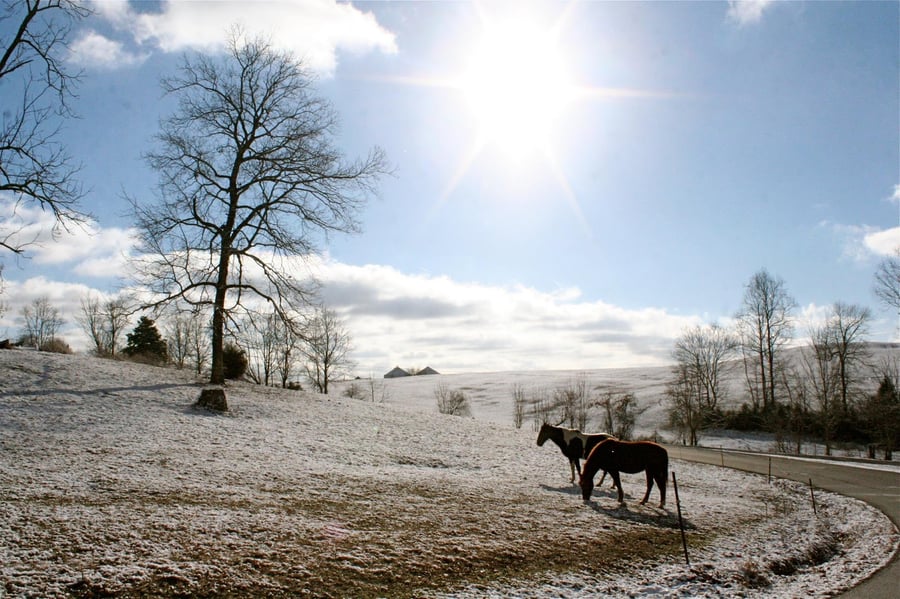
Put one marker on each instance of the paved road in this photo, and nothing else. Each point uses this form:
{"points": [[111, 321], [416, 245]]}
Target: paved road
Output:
{"points": [[880, 488]]}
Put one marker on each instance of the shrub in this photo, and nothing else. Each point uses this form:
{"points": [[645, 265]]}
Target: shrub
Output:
{"points": [[234, 361], [452, 401], [145, 344], [56, 346]]}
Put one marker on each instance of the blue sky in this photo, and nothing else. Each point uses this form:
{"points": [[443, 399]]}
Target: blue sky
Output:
{"points": [[685, 146]]}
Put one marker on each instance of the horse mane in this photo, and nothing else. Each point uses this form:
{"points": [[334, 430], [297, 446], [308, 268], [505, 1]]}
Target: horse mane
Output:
{"points": [[591, 464]]}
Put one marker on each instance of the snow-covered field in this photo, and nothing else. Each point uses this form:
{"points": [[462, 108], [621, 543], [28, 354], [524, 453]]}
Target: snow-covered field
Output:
{"points": [[112, 483]]}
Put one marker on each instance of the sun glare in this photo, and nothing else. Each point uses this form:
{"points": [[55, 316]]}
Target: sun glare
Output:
{"points": [[517, 86]]}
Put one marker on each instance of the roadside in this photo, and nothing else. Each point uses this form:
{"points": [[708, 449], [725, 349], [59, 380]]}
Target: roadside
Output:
{"points": [[877, 486]]}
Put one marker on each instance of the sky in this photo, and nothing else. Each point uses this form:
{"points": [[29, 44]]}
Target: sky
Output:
{"points": [[573, 183]]}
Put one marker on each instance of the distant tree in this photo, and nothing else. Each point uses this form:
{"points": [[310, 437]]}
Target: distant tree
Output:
{"points": [[326, 349], [520, 404], [887, 281], [198, 338], [249, 178], [881, 413], [685, 408], [765, 327], [849, 325], [823, 377], [619, 414], [42, 322], [145, 344], [236, 362], [702, 353], [178, 339], [103, 323], [37, 86], [453, 402], [574, 402]]}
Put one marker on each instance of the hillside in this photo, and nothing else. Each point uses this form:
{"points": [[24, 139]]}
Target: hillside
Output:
{"points": [[490, 394], [114, 484]]}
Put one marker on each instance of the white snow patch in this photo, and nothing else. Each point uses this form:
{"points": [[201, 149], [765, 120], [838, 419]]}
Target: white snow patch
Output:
{"points": [[113, 482]]}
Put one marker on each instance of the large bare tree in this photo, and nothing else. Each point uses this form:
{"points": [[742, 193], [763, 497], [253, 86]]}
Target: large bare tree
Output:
{"points": [[250, 180], [765, 326], [37, 88]]}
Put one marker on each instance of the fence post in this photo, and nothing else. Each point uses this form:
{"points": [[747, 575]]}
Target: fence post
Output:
{"points": [[813, 495], [687, 560]]}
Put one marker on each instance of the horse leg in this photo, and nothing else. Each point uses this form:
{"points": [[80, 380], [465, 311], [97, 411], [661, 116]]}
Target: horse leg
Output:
{"points": [[616, 481], [649, 486], [661, 480]]}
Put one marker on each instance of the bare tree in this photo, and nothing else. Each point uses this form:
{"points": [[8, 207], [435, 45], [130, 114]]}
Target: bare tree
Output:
{"points": [[520, 403], [887, 281], [198, 339], [454, 402], [574, 401], [849, 325], [683, 394], [42, 322], [34, 167], [619, 413], [703, 353], [178, 339], [765, 326], [881, 411], [327, 349], [249, 178], [257, 335], [822, 374], [103, 322]]}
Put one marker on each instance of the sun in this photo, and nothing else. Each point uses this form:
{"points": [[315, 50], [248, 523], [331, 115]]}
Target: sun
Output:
{"points": [[517, 86]]}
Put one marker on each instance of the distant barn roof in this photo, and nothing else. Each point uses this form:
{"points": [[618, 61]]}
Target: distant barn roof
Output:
{"points": [[396, 373]]}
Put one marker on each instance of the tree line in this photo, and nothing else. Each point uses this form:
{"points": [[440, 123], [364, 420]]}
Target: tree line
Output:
{"points": [[829, 387], [259, 347], [250, 183]]}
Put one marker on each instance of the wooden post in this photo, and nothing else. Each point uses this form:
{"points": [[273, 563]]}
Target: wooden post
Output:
{"points": [[813, 495], [687, 560]]}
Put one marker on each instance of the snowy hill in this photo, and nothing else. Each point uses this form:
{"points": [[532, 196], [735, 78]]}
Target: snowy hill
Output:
{"points": [[114, 484]]}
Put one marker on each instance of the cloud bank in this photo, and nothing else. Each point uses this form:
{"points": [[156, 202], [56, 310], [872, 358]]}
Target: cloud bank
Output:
{"points": [[394, 318], [316, 30]]}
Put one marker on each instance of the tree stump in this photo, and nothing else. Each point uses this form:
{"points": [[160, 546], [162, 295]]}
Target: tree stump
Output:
{"points": [[213, 399]]}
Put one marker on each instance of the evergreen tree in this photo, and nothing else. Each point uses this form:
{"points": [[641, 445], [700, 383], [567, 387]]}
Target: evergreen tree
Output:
{"points": [[146, 344]]}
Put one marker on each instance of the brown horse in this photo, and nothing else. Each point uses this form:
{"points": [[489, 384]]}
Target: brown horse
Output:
{"points": [[623, 456], [574, 444]]}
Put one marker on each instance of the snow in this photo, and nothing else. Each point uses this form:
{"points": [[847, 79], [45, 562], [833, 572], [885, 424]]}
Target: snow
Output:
{"points": [[114, 483]]}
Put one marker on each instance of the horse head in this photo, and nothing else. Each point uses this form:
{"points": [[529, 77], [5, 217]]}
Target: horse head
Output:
{"points": [[544, 434]]}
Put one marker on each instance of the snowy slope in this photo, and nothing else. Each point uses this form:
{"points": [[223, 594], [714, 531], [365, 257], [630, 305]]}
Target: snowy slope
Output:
{"points": [[112, 483]]}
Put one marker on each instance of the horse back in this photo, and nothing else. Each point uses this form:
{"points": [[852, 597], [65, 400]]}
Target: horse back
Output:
{"points": [[637, 456]]}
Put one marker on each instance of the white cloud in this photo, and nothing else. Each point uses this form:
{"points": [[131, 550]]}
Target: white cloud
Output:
{"points": [[747, 12], [393, 317], [96, 50], [87, 250], [314, 29], [417, 320], [883, 243]]}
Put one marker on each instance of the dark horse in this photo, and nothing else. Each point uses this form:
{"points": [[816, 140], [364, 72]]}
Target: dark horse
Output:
{"points": [[623, 456], [574, 444]]}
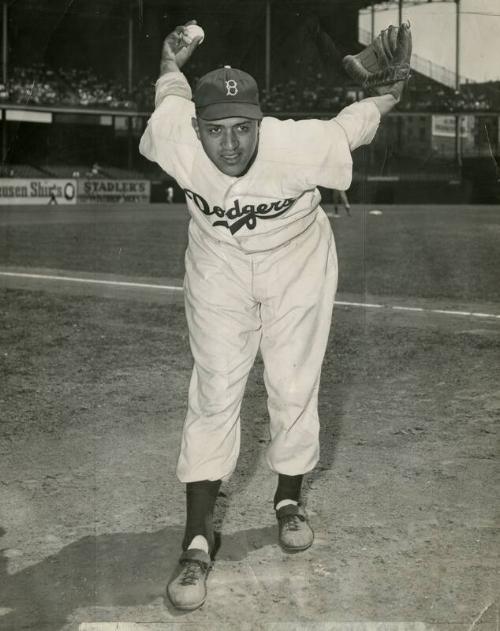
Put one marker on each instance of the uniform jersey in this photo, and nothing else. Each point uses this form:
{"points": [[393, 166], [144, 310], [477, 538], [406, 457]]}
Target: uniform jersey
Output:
{"points": [[277, 198]]}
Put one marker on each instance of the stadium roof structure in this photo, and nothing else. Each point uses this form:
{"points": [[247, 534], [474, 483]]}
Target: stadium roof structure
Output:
{"points": [[229, 6]]}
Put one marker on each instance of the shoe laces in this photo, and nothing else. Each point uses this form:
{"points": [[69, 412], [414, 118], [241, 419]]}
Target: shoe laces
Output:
{"points": [[192, 573], [293, 522]]}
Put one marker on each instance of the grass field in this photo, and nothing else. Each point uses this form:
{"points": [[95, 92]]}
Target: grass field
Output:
{"points": [[93, 390]]}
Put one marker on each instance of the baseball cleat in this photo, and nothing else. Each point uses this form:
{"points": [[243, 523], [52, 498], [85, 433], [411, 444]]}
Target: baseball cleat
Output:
{"points": [[295, 533], [188, 590]]}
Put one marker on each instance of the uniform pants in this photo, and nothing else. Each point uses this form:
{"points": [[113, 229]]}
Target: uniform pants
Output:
{"points": [[280, 301]]}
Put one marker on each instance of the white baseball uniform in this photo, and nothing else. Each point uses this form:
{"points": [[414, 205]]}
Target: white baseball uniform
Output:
{"points": [[261, 272]]}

* * * * * * * * *

SET PROBLEM: Can you write out the records again, beginning at the line that has "Put one marker on each instance of the uniform jersey" and continuing through the end of the records, keeping every line but offsetting each coordinate in the answers by 61? All other numbers should stay as they are.

OUTPUT OF THE EXERCISE:
Put one marker on each instance of the uniform jersey in this photo, and nothing else. Each point uses this form:
{"points": [[393, 166], [144, 310], [477, 538], [406, 457]]}
Target: uniform jersey
Output:
{"points": [[338, 259]]}
Put one marker on each instance of the stadium roof structure in this photo, and nothing else. Each point uses this form:
{"points": [[247, 534], [474, 483]]}
Target: stadium roof structure
Output:
{"points": [[290, 67]]}
Put one marker on each instance of the shoe laces in this photo, and nothing else. Each point uses this form:
{"points": [[69, 412], [414, 118], [241, 419]]}
Target: shoe laces
Output:
{"points": [[253, 634], [354, 583]]}
Put one marker on each instance of the grass field in this photo, and nothing else. Each point uses this form:
{"points": [[95, 92]]}
Target: grass field
Output:
{"points": [[154, 451]]}
Put one marker on each instance of the baseball cleat in this photo, and nothing else. Each point uses this form:
{"points": [[243, 523], [52, 498], [85, 433], [411, 444]]}
Target: baseball cleat
Output:
{"points": [[356, 594], [249, 651]]}
Put one marker on each instance of the uniform pants in this photo, and nothing else. Each point uses this form:
{"points": [[113, 229]]}
Target: uniform pants
Output:
{"points": [[341, 362]]}
Put one marker on each instance of the white baseball uniform in this photo, and nothing else. Each point uses this form:
{"points": [[414, 205]]}
Target: white baseball uniform
Output:
{"points": [[322, 333]]}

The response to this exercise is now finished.